Dataset excerpts Block Start

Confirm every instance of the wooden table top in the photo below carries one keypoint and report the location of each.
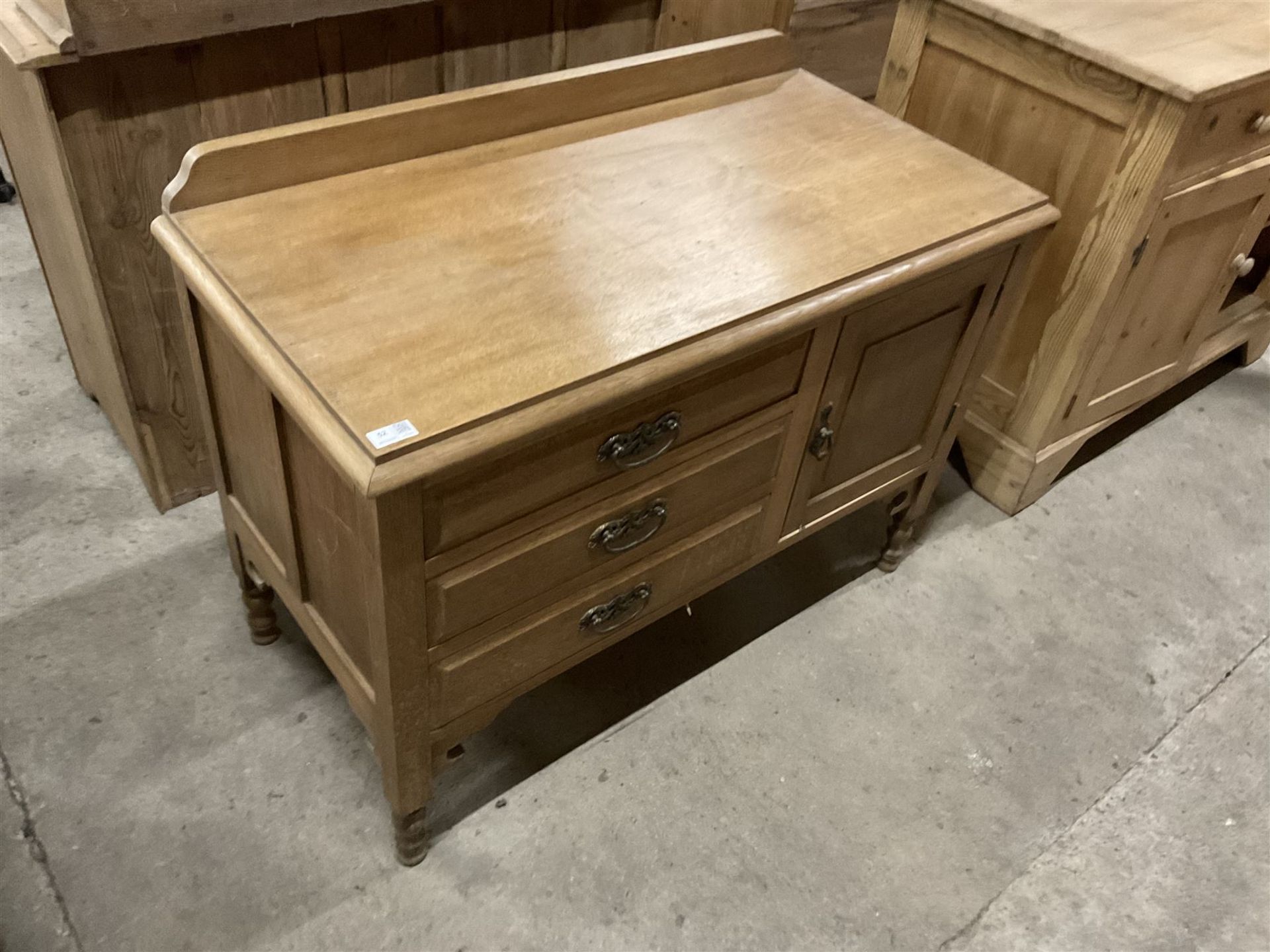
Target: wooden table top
(1189, 48)
(450, 288)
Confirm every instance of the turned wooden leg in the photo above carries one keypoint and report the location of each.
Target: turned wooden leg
(259, 614)
(411, 837)
(900, 535)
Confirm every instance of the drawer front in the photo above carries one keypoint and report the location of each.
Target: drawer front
(605, 537)
(1224, 131)
(601, 615)
(622, 447)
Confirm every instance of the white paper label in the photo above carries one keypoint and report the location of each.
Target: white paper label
(393, 433)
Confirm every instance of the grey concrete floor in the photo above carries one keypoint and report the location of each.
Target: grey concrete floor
(1048, 731)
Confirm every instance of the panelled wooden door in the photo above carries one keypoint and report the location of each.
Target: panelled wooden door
(896, 374)
(1187, 264)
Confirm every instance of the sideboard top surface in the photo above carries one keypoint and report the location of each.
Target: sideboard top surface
(1189, 48)
(450, 288)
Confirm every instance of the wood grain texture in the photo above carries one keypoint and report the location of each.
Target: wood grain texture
(843, 41)
(1184, 48)
(564, 463)
(1128, 288)
(253, 475)
(125, 120)
(886, 420)
(1119, 220)
(462, 681)
(536, 565)
(597, 31)
(1054, 146)
(493, 41)
(683, 22)
(108, 26)
(1175, 291)
(1223, 132)
(1083, 85)
(460, 564)
(51, 207)
(24, 44)
(904, 55)
(730, 192)
(243, 165)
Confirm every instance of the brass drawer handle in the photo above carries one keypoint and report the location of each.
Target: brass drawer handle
(628, 531)
(626, 450)
(615, 614)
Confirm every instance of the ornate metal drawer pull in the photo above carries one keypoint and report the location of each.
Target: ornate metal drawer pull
(629, 531)
(626, 450)
(822, 441)
(615, 614)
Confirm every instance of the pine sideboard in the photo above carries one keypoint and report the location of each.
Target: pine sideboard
(498, 377)
(99, 100)
(1148, 124)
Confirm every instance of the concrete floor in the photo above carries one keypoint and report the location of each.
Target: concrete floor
(1042, 733)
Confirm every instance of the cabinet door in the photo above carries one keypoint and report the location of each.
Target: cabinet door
(1184, 270)
(890, 389)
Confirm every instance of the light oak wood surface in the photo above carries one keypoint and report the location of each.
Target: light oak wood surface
(616, 333)
(1159, 173)
(668, 260)
(1189, 48)
(103, 116)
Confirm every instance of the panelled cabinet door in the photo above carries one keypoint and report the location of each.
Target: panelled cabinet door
(896, 374)
(1185, 267)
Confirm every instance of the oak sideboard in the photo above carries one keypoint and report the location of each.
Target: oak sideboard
(99, 100)
(1148, 124)
(501, 376)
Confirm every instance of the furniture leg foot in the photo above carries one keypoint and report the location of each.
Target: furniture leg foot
(411, 837)
(900, 535)
(1256, 346)
(259, 614)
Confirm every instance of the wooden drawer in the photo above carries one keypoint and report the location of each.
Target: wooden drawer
(618, 607)
(1224, 131)
(605, 537)
(622, 447)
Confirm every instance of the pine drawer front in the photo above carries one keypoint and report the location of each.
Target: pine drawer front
(605, 537)
(1224, 132)
(603, 614)
(624, 447)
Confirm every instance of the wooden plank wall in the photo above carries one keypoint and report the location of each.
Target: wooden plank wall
(126, 120)
(843, 41)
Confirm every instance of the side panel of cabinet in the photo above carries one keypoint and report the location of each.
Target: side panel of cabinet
(1185, 268)
(890, 387)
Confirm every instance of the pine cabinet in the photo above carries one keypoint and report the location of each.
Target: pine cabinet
(1148, 125)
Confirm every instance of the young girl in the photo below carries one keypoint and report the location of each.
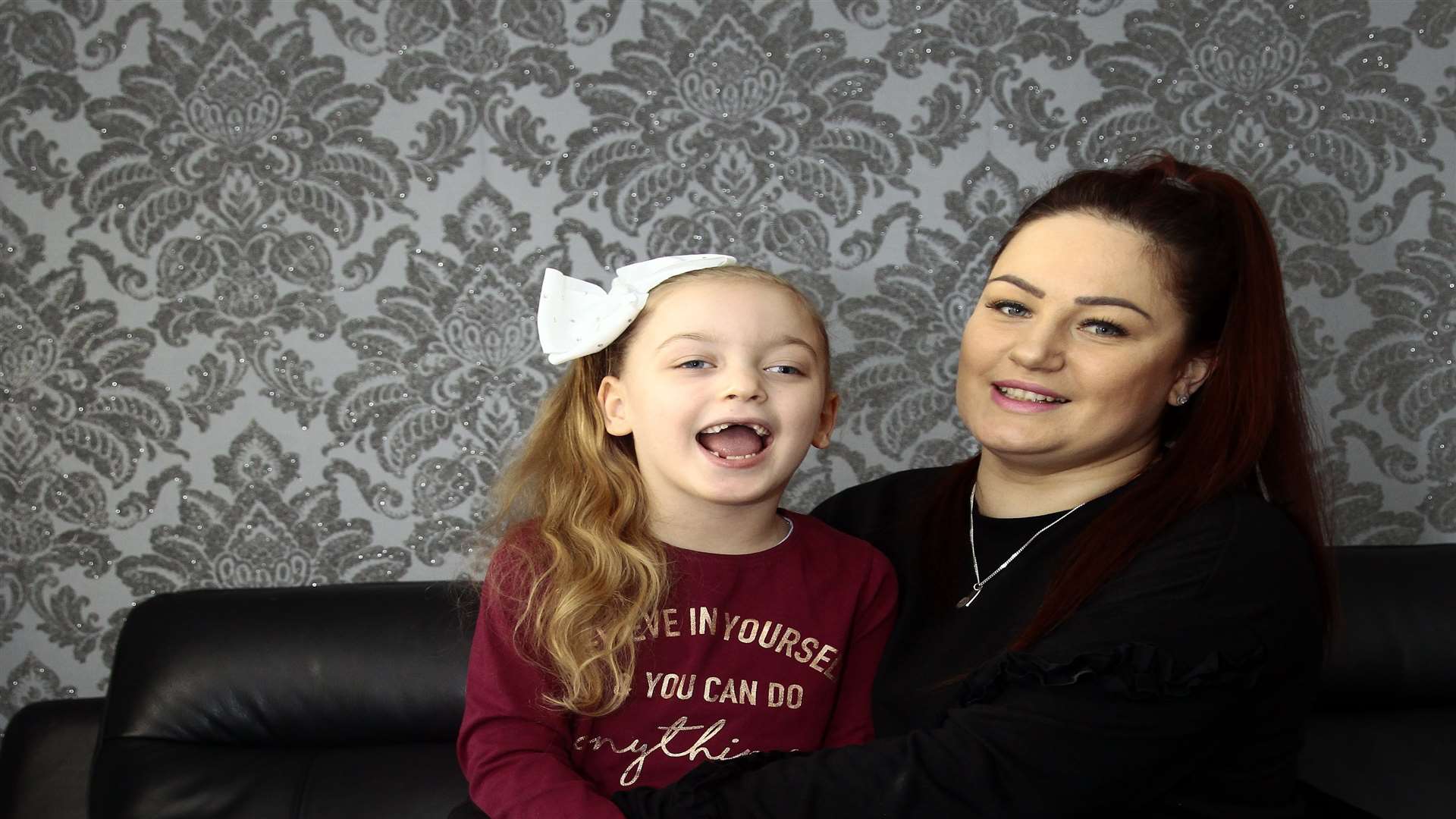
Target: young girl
(650, 605)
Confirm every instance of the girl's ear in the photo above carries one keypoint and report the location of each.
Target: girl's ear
(827, 416)
(613, 401)
(1194, 372)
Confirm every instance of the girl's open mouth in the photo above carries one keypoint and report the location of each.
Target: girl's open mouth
(736, 441)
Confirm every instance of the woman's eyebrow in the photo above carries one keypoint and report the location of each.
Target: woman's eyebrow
(1111, 302)
(1090, 300)
(1021, 283)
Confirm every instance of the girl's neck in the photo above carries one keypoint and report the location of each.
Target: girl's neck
(736, 529)
(1006, 488)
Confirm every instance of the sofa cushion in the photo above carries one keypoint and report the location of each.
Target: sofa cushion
(287, 703)
(46, 758)
(1383, 733)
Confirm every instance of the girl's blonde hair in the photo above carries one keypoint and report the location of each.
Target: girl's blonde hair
(574, 507)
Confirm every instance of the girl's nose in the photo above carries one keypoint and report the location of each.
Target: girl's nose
(743, 384)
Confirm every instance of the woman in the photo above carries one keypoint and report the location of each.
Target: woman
(1120, 604)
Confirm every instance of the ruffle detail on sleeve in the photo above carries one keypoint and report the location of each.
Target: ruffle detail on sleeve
(1138, 670)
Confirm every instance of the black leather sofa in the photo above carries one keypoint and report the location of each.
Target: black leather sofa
(344, 701)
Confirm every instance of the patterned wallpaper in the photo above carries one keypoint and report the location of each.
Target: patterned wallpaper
(268, 268)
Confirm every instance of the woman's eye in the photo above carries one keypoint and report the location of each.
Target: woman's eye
(1103, 327)
(1014, 309)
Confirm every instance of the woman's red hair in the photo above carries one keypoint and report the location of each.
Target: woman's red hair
(1247, 428)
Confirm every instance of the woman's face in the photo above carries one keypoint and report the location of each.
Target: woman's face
(1074, 350)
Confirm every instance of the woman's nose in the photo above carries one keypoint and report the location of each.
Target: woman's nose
(1038, 347)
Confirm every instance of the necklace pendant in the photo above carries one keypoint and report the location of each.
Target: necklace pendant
(968, 599)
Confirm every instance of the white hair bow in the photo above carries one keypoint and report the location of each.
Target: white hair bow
(577, 318)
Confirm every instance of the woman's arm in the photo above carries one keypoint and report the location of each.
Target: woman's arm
(1076, 744)
(514, 751)
(1111, 711)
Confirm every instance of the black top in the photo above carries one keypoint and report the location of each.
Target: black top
(1177, 689)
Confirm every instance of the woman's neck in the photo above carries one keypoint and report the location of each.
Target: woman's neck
(1011, 488)
(721, 529)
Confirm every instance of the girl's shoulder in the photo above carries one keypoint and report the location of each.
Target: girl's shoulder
(848, 554)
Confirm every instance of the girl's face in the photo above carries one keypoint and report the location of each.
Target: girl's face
(723, 388)
(1074, 350)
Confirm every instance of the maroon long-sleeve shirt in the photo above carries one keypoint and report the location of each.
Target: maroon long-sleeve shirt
(762, 651)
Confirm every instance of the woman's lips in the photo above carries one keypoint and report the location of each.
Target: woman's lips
(1017, 406)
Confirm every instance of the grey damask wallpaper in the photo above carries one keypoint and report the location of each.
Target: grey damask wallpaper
(267, 270)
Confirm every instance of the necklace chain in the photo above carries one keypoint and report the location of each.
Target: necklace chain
(976, 566)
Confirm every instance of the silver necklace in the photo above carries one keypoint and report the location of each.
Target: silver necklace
(976, 567)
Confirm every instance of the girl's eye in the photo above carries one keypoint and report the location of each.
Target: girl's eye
(1104, 327)
(1009, 308)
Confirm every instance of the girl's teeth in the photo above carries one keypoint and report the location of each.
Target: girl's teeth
(739, 457)
(1025, 395)
(762, 431)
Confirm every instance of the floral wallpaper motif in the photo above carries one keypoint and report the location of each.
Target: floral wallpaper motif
(268, 268)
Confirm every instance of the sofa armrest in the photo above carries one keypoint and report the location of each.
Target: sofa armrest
(46, 758)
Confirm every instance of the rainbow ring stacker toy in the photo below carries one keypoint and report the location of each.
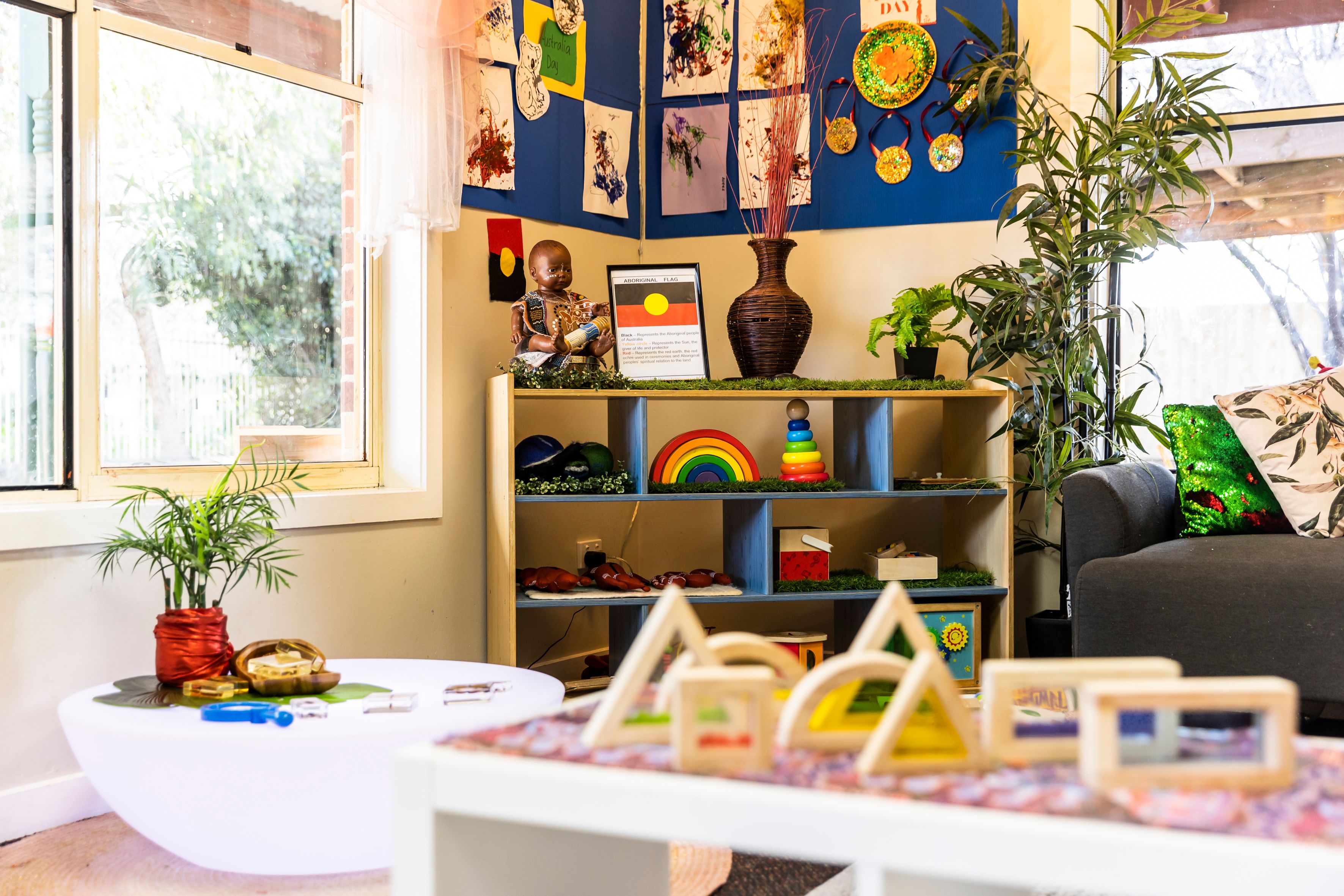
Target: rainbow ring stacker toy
(802, 459)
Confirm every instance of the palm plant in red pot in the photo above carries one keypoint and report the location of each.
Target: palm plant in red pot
(220, 538)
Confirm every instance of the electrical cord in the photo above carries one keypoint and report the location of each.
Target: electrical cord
(558, 640)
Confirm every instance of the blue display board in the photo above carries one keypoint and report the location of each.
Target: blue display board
(846, 190)
(549, 152)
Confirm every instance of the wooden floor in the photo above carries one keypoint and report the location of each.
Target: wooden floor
(105, 858)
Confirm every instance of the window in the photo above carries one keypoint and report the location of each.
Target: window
(1256, 291)
(33, 328)
(225, 320)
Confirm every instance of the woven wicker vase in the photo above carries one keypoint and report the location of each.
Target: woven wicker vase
(769, 324)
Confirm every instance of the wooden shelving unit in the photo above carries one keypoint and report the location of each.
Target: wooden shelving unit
(978, 528)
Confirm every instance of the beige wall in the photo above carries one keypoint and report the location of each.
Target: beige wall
(417, 589)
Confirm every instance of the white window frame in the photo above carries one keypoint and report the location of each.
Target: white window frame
(402, 394)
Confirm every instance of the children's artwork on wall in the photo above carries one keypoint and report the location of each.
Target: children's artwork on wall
(569, 15)
(755, 128)
(534, 99)
(495, 33)
(607, 159)
(507, 261)
(564, 55)
(695, 170)
(697, 46)
(772, 45)
(921, 13)
(491, 164)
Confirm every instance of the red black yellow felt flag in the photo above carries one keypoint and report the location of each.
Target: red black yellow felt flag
(656, 305)
(509, 277)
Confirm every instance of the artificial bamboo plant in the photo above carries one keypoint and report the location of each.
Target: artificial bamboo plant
(222, 536)
(1094, 184)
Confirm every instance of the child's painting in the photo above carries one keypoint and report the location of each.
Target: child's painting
(607, 159)
(773, 39)
(491, 164)
(697, 46)
(695, 148)
(755, 135)
(495, 33)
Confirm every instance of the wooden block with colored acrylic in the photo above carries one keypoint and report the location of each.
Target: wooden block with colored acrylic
(1256, 758)
(1030, 707)
(802, 554)
(722, 719)
(804, 645)
(920, 566)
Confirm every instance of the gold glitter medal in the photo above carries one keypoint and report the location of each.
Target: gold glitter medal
(842, 134)
(896, 61)
(894, 162)
(945, 151)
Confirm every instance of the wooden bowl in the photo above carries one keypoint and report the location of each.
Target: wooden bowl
(292, 687)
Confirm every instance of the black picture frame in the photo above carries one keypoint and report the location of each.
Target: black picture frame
(682, 270)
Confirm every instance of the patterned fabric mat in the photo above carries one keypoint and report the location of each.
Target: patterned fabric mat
(1312, 811)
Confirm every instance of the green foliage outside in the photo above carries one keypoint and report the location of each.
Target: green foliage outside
(910, 322)
(220, 538)
(1094, 186)
(233, 203)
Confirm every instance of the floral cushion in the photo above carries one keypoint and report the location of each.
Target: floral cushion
(1295, 434)
(1218, 487)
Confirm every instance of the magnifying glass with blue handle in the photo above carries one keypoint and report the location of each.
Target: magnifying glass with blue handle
(252, 711)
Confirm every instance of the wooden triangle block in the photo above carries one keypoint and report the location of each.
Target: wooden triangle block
(817, 717)
(893, 610)
(673, 615)
(925, 727)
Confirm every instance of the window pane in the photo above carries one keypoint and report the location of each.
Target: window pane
(31, 445)
(228, 316)
(1287, 53)
(300, 33)
(1257, 288)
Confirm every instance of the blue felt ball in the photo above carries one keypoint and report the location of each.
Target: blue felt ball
(535, 449)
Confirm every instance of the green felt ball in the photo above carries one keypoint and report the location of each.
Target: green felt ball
(599, 457)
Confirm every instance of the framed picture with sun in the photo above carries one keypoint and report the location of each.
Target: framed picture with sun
(658, 318)
(955, 629)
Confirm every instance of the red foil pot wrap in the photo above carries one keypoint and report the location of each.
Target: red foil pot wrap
(191, 644)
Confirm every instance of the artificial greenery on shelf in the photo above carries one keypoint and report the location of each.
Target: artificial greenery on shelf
(1097, 186)
(861, 581)
(603, 379)
(910, 322)
(616, 483)
(749, 487)
(220, 538)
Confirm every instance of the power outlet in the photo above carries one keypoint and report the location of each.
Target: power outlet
(582, 547)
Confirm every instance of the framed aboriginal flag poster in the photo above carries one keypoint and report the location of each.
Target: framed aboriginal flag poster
(658, 316)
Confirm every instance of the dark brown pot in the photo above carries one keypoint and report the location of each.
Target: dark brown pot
(769, 324)
(191, 644)
(921, 365)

Dataset excerpts Block End

* What the task requires
There is a run of lines above from the one with "Confirm every instance of the girl's ear" to the one with "Confirm every instance of the woman's eyebrow"; print exactly that run, both ends included, and nothing else.

* Task response
Confirm every instance of the girl's ear in the photo above carries one keypoint and report the location of each.
Target: girl's ear
(827, 416)
(613, 401)
(1194, 372)
Confirm every instance of the girl's open mouth in the photo above carries one keypoint and report the location of each.
Target: girl's open mouth
(736, 441)
Confirm every instance of the woman's eyebrow in the photo above carries one keypoint and report the location of each.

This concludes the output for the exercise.